## [TASKS TO CARRY OUT]
(A) From the scam-protection article, extract the passage between "Scams are designed" and "texts and email.", inclusive.
(B) According to the scam-protection article, what percentage of UK adults in the Ofcom study had come across content they suspected to be a scam or fraud?

## [EXCERPT TO READ]
= Beginning of Section =
How To Protect Yourself From Scams

How to protect yourself or a vulnerable or elderly loved one from scams

Scams are designed to cheat people out of their money. New ways of communicating digitally have led to an increasing number and variety of scams. In 2021, one in four Britons received daily scam calls, texts and email.


While most of us assume that we or our loved ones would never fall for a scam, the increasing sophistication of scams makes them harder to identify.


Fraudsters can be extremely convincing. Taking advantage of our heavy reliance on technology, scammers use careful manipulation and sophisticated methods to make you believe you can trust them.


In a study conducted by Ofcom, 87% of UK adults have come across content they suspected to be a scam or fraud. Among the victims who lost money, one in five lost more than £1,000.


Anyone can be scammed, and the lasting impact can leave us feeling unsafe and embarrassed. When it comes to scams, knowledge is power. The more we know, the less effective the scams are, and the less powers the scammers have.


Read on to find out how you can stay one step ahead and protect yourself and your loved ones.

How to protect yourself and loved ones from scams

To safeguard loved ones from scams, it’s crucial to provide regular reminders on what to watch out for. Keep these reminders simple (such as never disclosing bank details or passwords to anyone) and easily accessible, perhaps placing written notes near their phone or computer.


Openly talking about scams and fraud is essential. Scams are constantly changing and are becoming more sophisticated, and there is no shame in falling victim.


By reporting incidents and talking about the latest updates, you can help them keep up to date with the latest scams and help protect others.


Think Jessica


Think Jessica[CB1]  is a registered charity. Their website is an excellent source of information about scams. It explains that:


“Criminals worldwide are hunting down the most fragile members of our society by ‘working’ from mailing lists which categorise people as being elderly or vulnerable in some way…Those who respond end up having their details put on what criminals call ‘suckers lists’. They sell these lists to other scammers all over the world. This can result in victims being delivered 100+ scam letters per day and plagued by international phone calls. Millions of victims have a condition which Think Jessica is trying to get recognised as Jessica Scam Syndrome (JSS).”


People with JSS have been ‘brainwashed’ by criminals who are having an easy and assisted passage into their homes, minds, and bank accounts.
= End of Section =
## [DATA SECTION]
= Beginning of Section =
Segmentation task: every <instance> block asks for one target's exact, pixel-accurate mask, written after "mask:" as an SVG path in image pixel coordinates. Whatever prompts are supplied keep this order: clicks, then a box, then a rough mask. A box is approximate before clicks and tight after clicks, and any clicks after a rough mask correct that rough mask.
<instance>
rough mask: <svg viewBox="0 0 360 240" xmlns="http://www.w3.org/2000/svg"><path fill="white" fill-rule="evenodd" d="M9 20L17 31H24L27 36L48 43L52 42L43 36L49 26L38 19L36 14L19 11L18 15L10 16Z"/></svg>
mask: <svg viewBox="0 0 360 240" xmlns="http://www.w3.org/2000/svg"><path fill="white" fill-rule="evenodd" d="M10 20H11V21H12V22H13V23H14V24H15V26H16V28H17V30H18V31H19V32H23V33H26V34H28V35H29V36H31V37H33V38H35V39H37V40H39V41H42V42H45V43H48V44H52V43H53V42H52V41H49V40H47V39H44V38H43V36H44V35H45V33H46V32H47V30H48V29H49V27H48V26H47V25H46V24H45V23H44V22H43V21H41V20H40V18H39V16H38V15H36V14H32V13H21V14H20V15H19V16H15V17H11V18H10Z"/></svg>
= End of Section =
## [TASK SOLUTIONS]
(A)
Scams are designed to cheat people out of their money. New ways of communicating digitally have led to an increasing number and variety of scams. In 2021, one in four Britons received daily scam calls, texts and email.

(B) 87%